Quand une victime est identifiée, le parquet doit envisager une médiation. Il peut aussi décider de faire suivre le dossier chez le juge de la jeunesse. À son tour, celui-ci doit, en principe, prioritairement envisager « une offre restauratrice » parallèlement à d’autres éventuelles mesures (comme le placement, la surveillance par un délégué à la protection de la jeunesse ou encore les travaux d’intérêt général). Cela peut être une médiation ou une concertation restauratrice en groupe.
Le parquet ou le juge de la jeunesse informe la victime et l’auteur de l’infraction de la possibilité d’une démarche restauratrice. L’un et l’autre sont invités à prendre contact avec Arpège. Sans réaction, l’asbl contacte une première fois ces personnes par lettre et, sans réponse, éventuellement une seconde fois.

Côté victimes, côté jeunes

Septante pourcents des victimes répondent positivement à la proposition de cette démarche. Arpège souligne combien celle-ci est importante pour les victimes parce qu’elle est la preuve que la justice ne les oublie pas, tient compte d’elles, les reconnait. Elle leur permet d’avoir des réponses aux questions qu’elles se posent (« Pourquoi moi ? », par exemple). Elle peut les apaiser, les aider à retrouver confiance en elles, en l’autre et en la justice.
Au départ, ces victimes peuvent aussi ne pas très bien savoir de quoi il retourne, comment vont se passer ces entretiens. Leur fournir des explications est d’autant plus important qu’elles ignorent les autres décisions prises par le juge de la jeunesse. Elles peuvent donc imaginer, à tort, que cette médiation est la seule réponse à un acte qui les a gravement perturbées, ce qui leur semble inadmissible : « On me demande de communiquer avec quelqu’un qui m’a fait tant de mal ! Et c’est tout ce que la justice fait ! »
Côté jeunes, vu la proposition ou la suggestion d’un magistrat, refuser d’y donner suite est nécessairement plus difficile et donc les réponses positives sont plus nombreuses. La médiation ou la concertation restauratrice en groupe les aide à prendre distance, à prendre conscience de leur acte, mais aussi des conséquences négatives de celui-ci pour la victime. Elle rend possible une « réparation » qui peut aider à restaurer l’image de soi.

Une sérieuse préparation

Les uns et les autres ne vont généralement pas se rencontrer rapidement. Ils sont toujours, d’abord, vu individuellement par un des médiateurs : ainsi, ce père et ce fils ont, à deux reprises, chacun de leur côté, longuement raconté leur histoire. Et c’est seulement après d’autres rencontres individuelles qu’ils ont pu envisager de se retrouver face à face, en présence du médiateur.

CONSIGNE ÉCRITE 1: Pour chaque affirmation, indiquez si elle concorde avec le texte sur la médiation en répondant oui ou non et en citant les mots décisifs du texte. (a) Septante pourcents des victimes acceptent la proposition d'une démarche restauratrice. (b) Faute de réaction, l'asbl contacte les personnes par téléphone. (c) Victimes et jeunes se rencontrent en général rapidement.
CONSIGNE ÉCRITE 2: Extrayez du texte sur la médiation le passage qui va de « Quand une victime » jusqu'à « restauratrice en groupe. » inclus.
On peut se passer des données.

LIGNES:
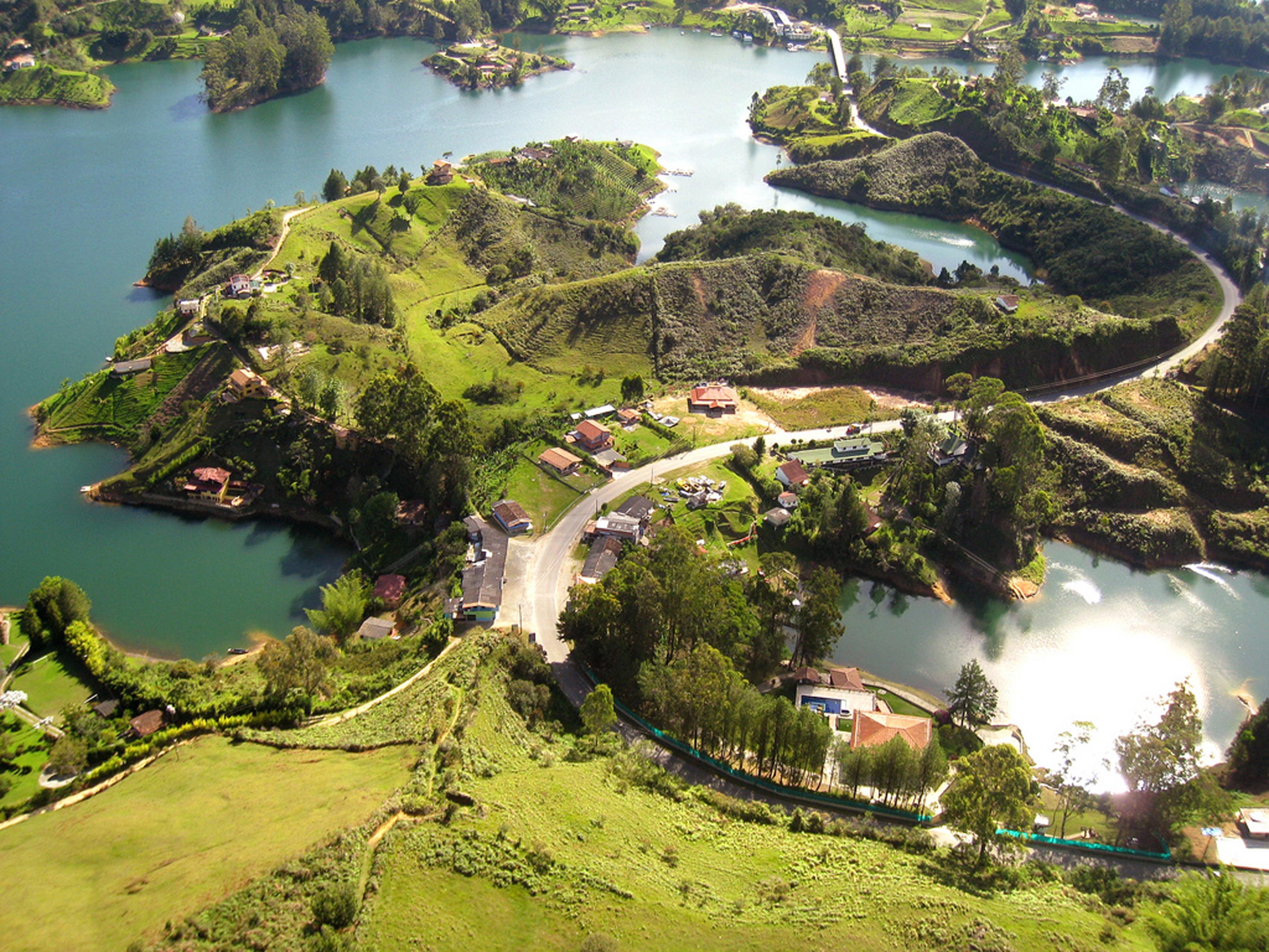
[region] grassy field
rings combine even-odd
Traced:
[[[873,407],[872,397],[859,387],[830,387],[794,400],[783,400],[773,393],[750,388],[749,399],[759,410],[787,430],[864,423],[868,420],[869,413],[874,420],[888,420],[898,416],[893,410],[881,406]]]
[[[572,476],[556,479],[537,463],[538,453],[546,448],[546,443],[529,447],[525,451],[527,458],[518,462],[506,479],[506,499],[514,499],[524,506],[538,532],[543,520],[546,526],[553,524],[566,509],[605,481],[603,476],[586,468]]]
[[[88,699],[93,689],[81,679],[86,675],[76,663],[47,654],[27,661],[10,688],[27,692],[27,707],[41,717],[53,717],[62,708]]]
[[[368,816],[406,777],[400,748],[181,748],[84,803],[0,831],[24,872],[6,948],[122,949]]]
[[[464,737],[494,776],[464,786],[476,809],[385,838],[359,946],[1023,951],[1099,948],[1108,930],[1109,947],[1152,947],[1058,882],[975,896],[945,859],[737,821],[627,784],[604,758],[530,758],[511,722],[482,692]]]
[[[0,806],[11,806],[29,800],[39,790],[39,772],[48,759],[48,746],[43,731],[19,721],[9,712],[0,715],[0,731],[6,734],[15,749],[25,748],[14,758],[8,773],[4,774],[13,786],[0,797]]]

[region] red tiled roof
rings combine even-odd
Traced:
[[[881,746],[892,737],[902,737],[914,750],[924,750],[931,736],[934,736],[934,722],[929,717],[884,711],[855,711],[850,746],[851,749]]]
[[[382,598],[385,602],[400,602],[404,594],[404,575],[381,575],[374,580],[374,598]]]

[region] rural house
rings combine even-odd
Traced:
[[[581,466],[581,457],[574,456],[567,449],[552,447],[551,449],[544,449],[542,452],[538,457],[538,462],[544,466],[549,466],[561,476],[572,476],[577,472],[577,467]]]
[[[912,750],[924,750],[933,736],[934,722],[929,717],[859,711],[850,731],[850,749],[881,746],[892,737],[902,737]]]

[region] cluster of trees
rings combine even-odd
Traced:
[[[477,443],[462,401],[442,400],[407,364],[372,377],[355,415],[362,433],[387,446],[433,503],[454,512],[466,505]]]
[[[364,324],[396,325],[396,302],[382,261],[345,251],[339,241],[331,241],[317,275],[322,279],[319,305],[324,311]]]
[[[278,11],[244,4],[228,36],[207,48],[203,98],[213,109],[259,103],[279,93],[311,89],[335,53],[326,20],[288,4]]]

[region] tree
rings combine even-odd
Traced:
[[[326,671],[335,655],[334,640],[297,625],[286,641],[269,641],[264,646],[256,668],[270,694],[286,697],[298,691],[311,701],[325,687]]]
[[[307,608],[305,614],[319,631],[346,638],[365,618],[371,586],[357,570],[340,575],[321,588],[321,608]]]
[[[1269,890],[1232,871],[1190,873],[1147,920],[1160,952],[1250,952],[1269,948]]]
[[[992,843],[1014,843],[997,836],[997,829],[1030,825],[1030,797],[1027,763],[1008,744],[992,744],[957,762],[956,779],[942,797],[943,815],[949,826],[973,838],[981,867]]]
[[[838,598],[841,579],[832,569],[816,566],[802,593],[802,608],[797,613],[797,642],[793,664],[807,664],[825,658],[845,633]]]
[[[617,711],[613,708],[613,692],[607,684],[599,684],[581,702],[581,722],[586,734],[598,744],[599,737],[617,725]]]
[[[334,202],[336,198],[343,198],[346,189],[348,179],[344,178],[344,173],[339,169],[331,169],[330,175],[326,176],[326,184],[321,187],[321,195],[327,202]]]
[[[1057,791],[1058,809],[1062,811],[1062,823],[1057,835],[1066,835],[1066,821],[1072,812],[1088,810],[1093,803],[1093,795],[1089,793],[1091,777],[1080,773],[1076,763],[1079,753],[1088,748],[1093,739],[1094,726],[1089,721],[1076,721],[1071,730],[1062,731],[1057,737],[1053,753],[1057,754],[1057,769],[1052,772],[1053,788]]]
[[[987,680],[977,658],[961,665],[956,684],[943,692],[947,696],[953,717],[961,718],[962,727],[986,724],[996,713],[999,692]]]
[[[1208,819],[1226,806],[1211,774],[1199,770],[1203,718],[1194,692],[1180,682],[1162,699],[1155,724],[1140,724],[1114,743],[1119,773],[1134,795],[1123,819],[1150,831],[1170,834],[1190,817]]]

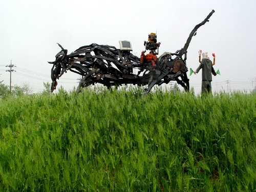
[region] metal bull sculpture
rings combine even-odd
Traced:
[[[167,84],[170,81],[176,81],[188,91],[187,50],[197,30],[209,21],[214,12],[212,10],[202,22],[195,26],[183,48],[174,53],[165,52],[158,58],[156,55],[160,43],[157,42],[154,33],[148,35],[148,41],[144,41],[145,50],[150,50],[150,53],[145,55],[145,50],[140,58],[131,53],[132,45],[127,41],[119,41],[119,49],[93,44],[81,47],[69,55],[68,50],[58,44],[61,51],[56,55],[55,61],[49,62],[53,64],[52,92],[56,89],[57,79],[68,70],[82,76],[77,88],[78,92],[82,88],[99,83],[108,88],[127,84],[147,86],[145,90],[146,94],[155,84]]]

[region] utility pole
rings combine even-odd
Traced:
[[[6,67],[10,68],[10,69],[6,70],[6,71],[10,72],[10,93],[11,94],[12,93],[12,72],[15,71],[12,69],[12,68],[16,66],[12,64],[12,60],[11,60],[11,64]]]

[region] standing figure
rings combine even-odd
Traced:
[[[211,74],[214,76],[217,75],[215,71],[212,67],[215,64],[215,54],[212,53],[214,57],[214,62],[208,59],[207,53],[203,53],[203,58],[202,61],[201,61],[201,54],[202,50],[199,50],[199,62],[200,65],[198,67],[196,70],[194,72],[194,74],[198,73],[201,69],[202,69],[202,93],[207,95],[208,93],[211,93],[211,84],[212,80]]]

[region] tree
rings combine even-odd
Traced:
[[[32,93],[32,89],[28,82],[23,83],[21,87],[15,84],[12,87],[12,94],[19,96]]]

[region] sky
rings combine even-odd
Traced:
[[[256,86],[256,1],[254,0],[9,0],[0,3],[0,81],[29,84],[33,93],[51,83],[52,65],[60,51],[70,54],[92,43],[119,49],[119,40],[132,42],[139,56],[144,41],[156,32],[159,55],[181,49],[195,26],[214,10],[197,30],[187,49],[187,67],[199,65],[198,51],[216,55],[213,92],[248,92]],[[189,77],[190,89],[201,91],[201,71]],[[188,75],[189,72],[188,72]],[[68,71],[58,81],[67,91],[78,85],[79,75]],[[181,89],[183,89],[181,87]]]

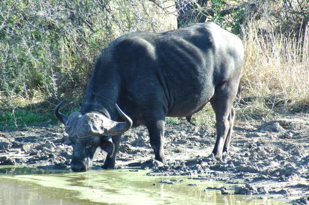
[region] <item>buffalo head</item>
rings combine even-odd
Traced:
[[[84,115],[76,112],[68,116],[59,111],[64,101],[56,106],[54,114],[65,125],[65,132],[73,146],[71,169],[75,172],[86,171],[101,150],[113,156],[114,147],[111,136],[128,130],[132,126],[132,120],[117,104],[116,109],[125,122],[111,120],[95,111]]]

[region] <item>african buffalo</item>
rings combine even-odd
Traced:
[[[214,23],[118,37],[99,55],[80,112],[60,113],[64,100],[55,108],[73,146],[71,168],[88,170],[101,150],[108,153],[103,168],[113,168],[122,134],[140,125],[156,159],[165,163],[165,116],[189,119],[208,101],[216,119],[213,153],[221,158],[228,151],[243,58],[241,40]]]

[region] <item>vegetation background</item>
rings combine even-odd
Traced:
[[[53,108],[64,97],[64,113],[78,109],[96,55],[120,35],[208,20],[245,46],[238,119],[309,112],[306,0],[6,0],[0,3],[0,130],[56,122]],[[213,115],[206,106],[195,122]]]

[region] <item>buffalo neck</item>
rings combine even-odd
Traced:
[[[102,58],[102,57],[101,58]],[[100,112],[115,120],[115,104],[117,102],[121,83],[116,68],[110,64],[99,59],[88,83],[81,112]]]

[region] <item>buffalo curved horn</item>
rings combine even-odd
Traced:
[[[115,104],[115,106],[117,112],[125,122],[117,122],[114,126],[106,131],[106,133],[105,133],[106,135],[113,136],[122,134],[132,127],[132,122],[130,117],[125,114],[117,104]]]
[[[130,117],[126,115],[125,113],[124,113],[122,110],[120,109],[120,108],[119,108],[119,107],[118,107],[117,104],[115,104],[115,106],[116,107],[117,112],[118,112],[118,113],[119,113],[121,117],[122,117],[122,118],[124,119],[125,121],[125,122],[119,122],[115,126],[115,129],[122,132],[124,132],[131,128],[131,127],[132,127],[132,120]]]
[[[59,112],[59,108],[61,105],[66,100],[66,99],[64,98],[63,99],[57,106],[55,107],[54,109],[54,114],[57,119],[59,120],[61,122],[63,123],[65,125],[67,124],[68,121],[68,117],[67,115],[65,115]]]

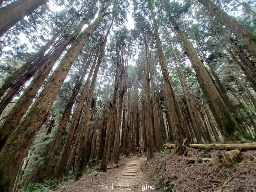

CORRIGÉ DÉTAILLÉ 1:
(a) Oui : « Septante pourcents des victimes répondent positivement à la proposition de cette démarche. »
(b) Non : « l’asbl contacte une première fois ces personnes par lettre »
(c) Non : « Les uns et les autres ne vont généralement pas se rencontrer rapidement. »

CORRIGÉ DÉTAILLÉ 2:
Quand une victime est identifiée, le parquet doit envisager une médiation. Il peut aussi décider de faire suivre le dossier chez le juge de la jeunesse. À son tour, celui-ci doit, en principe, prioritairement envisager « une offre restauratrice » parallèlement à d’autres éventuelles mesures (comme le placement, la surveillance par un délégué à la protection de la jeunesse ou encore les travaux d’intérêt général). Cela peut être une médiation ou une concertation restauratrice en groupe.